Information shown ▸

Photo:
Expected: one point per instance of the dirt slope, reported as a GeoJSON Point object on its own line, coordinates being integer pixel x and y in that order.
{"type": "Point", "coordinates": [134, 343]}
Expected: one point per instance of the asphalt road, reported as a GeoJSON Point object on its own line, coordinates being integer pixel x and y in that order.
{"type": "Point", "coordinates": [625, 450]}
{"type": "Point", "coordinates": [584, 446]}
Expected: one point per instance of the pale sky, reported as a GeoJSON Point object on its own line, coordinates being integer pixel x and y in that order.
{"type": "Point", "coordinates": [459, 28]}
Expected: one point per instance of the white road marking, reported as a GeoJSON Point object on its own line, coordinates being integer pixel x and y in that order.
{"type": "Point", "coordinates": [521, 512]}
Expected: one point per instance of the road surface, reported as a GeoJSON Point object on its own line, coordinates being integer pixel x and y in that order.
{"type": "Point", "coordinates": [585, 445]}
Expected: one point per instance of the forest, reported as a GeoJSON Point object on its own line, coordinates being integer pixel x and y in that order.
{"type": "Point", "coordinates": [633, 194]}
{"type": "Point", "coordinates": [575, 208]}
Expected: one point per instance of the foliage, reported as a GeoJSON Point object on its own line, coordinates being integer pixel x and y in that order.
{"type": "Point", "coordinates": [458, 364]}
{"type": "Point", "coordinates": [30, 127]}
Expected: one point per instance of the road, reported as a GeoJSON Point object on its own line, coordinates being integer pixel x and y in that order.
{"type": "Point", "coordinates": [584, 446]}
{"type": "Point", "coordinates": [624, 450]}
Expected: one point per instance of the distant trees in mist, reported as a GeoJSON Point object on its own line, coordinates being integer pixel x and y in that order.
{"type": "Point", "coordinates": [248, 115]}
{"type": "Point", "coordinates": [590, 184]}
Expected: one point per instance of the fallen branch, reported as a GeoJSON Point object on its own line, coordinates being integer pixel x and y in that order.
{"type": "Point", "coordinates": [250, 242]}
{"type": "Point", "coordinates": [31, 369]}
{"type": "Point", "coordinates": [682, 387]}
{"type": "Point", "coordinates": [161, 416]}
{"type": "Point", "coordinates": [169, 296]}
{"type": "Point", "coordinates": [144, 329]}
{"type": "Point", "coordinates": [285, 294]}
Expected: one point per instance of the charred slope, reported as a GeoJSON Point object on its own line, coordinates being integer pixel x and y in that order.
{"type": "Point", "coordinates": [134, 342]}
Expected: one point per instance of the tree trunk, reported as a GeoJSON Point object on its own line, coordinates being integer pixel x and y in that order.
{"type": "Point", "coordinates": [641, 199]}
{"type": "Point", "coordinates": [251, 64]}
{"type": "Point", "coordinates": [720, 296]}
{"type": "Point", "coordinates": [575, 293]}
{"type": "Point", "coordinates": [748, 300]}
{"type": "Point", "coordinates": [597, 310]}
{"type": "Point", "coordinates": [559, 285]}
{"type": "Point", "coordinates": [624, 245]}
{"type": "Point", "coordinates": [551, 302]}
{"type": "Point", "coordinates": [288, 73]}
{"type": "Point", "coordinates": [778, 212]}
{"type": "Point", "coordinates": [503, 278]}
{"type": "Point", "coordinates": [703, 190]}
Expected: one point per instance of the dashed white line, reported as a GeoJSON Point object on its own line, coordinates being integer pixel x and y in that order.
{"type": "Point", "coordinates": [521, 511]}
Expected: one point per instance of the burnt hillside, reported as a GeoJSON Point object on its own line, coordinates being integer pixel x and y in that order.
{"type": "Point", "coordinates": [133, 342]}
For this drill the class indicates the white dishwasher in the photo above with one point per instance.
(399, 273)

Goal ▸ Copy out every entry above, word for word and in its original order.

Solution to the problem ▸
Photo:
Expected: one point per instance of the dirt slope, reported as a GeoJSON Point object on its own line, coordinates being integer pixel x and y in that order.
{"type": "Point", "coordinates": [134, 343]}
Expected: one point per instance of the asphalt road, reported as a GeoJSON Point object on its own line, coordinates being integer pixel x and y in that order.
{"type": "Point", "coordinates": [625, 450]}
{"type": "Point", "coordinates": [584, 446]}
Expected: one point per instance of the pale sky, reported as a GeoJSON Point object on its own line, coordinates being integer pixel x and y in that order.
{"type": "Point", "coordinates": [459, 28]}
Expected: one point per instance of the white road marking, reported as a GeoJSON Point object on its own line, coordinates being integer pixel x and y in that order.
{"type": "Point", "coordinates": [521, 512]}
Expected: one point per instance of the road surface, reported as a GeoJSON Point object on its own line, coordinates being integer pixel x and y in that order.
{"type": "Point", "coordinates": [585, 445]}
Expected: one point per instance of the forest, reported as a GeoJSON Point object on its own line, coordinates being integer pixel x and y in that order.
{"type": "Point", "coordinates": [633, 194]}
{"type": "Point", "coordinates": [575, 208]}
Expected: one point per instance of the foliage, reported as a GeoJSON Point object on its own line, coordinates being integer pixel x and y in that order.
{"type": "Point", "coordinates": [458, 364]}
{"type": "Point", "coordinates": [30, 127]}
Expected: one point per instance of the road, reported as a GeoJSON Point object on its own line, coordinates being integer pixel x and y in that order.
{"type": "Point", "coordinates": [584, 446]}
{"type": "Point", "coordinates": [624, 450]}
Expected: one point per instance of the distant trees in mist, reported as a GeoJSON Point object on its own line, coordinates being integer pixel x and y in that order.
{"type": "Point", "coordinates": [248, 115]}
{"type": "Point", "coordinates": [590, 184]}
Expected: one point per instance of the fallen branch, reported as a GeoJSON Point object on its own line, coordinates being integer pixel x and y in that order.
{"type": "Point", "coordinates": [250, 242]}
{"type": "Point", "coordinates": [31, 369]}
{"type": "Point", "coordinates": [682, 387]}
{"type": "Point", "coordinates": [161, 416]}
{"type": "Point", "coordinates": [169, 296]}
{"type": "Point", "coordinates": [144, 329]}
{"type": "Point", "coordinates": [285, 294]}
Expected: one point per instance of the charred slope, reported as a GeoJSON Point object on its own line, coordinates being integer pixel x and y in that order.
{"type": "Point", "coordinates": [134, 342]}
Expected: one point per instance of the tree trunk, reported as a GeoJSON Point object on its own line, coordinates being integer pixel x and y in that order.
{"type": "Point", "coordinates": [641, 199]}
{"type": "Point", "coordinates": [251, 64]}
{"type": "Point", "coordinates": [720, 296]}
{"type": "Point", "coordinates": [575, 293]}
{"type": "Point", "coordinates": [748, 300]}
{"type": "Point", "coordinates": [597, 310]}
{"type": "Point", "coordinates": [559, 285]}
{"type": "Point", "coordinates": [624, 245]}
{"type": "Point", "coordinates": [551, 302]}
{"type": "Point", "coordinates": [288, 73]}
{"type": "Point", "coordinates": [778, 212]}
{"type": "Point", "coordinates": [503, 278]}
{"type": "Point", "coordinates": [703, 190]}
Expected: one point per instance of the dashed white line, reported as a GeoJSON Point object on its own line, coordinates being integer pixel x and y in that order.
{"type": "Point", "coordinates": [521, 511]}
Expected: one point per instance of the burnt hillside, reported as a GeoJSON Point object on its own line, coordinates being integer pixel x and y in that order.
{"type": "Point", "coordinates": [133, 342]}
For this drill the class indicates the white dishwasher in the photo above with one point per instance.
(399, 273)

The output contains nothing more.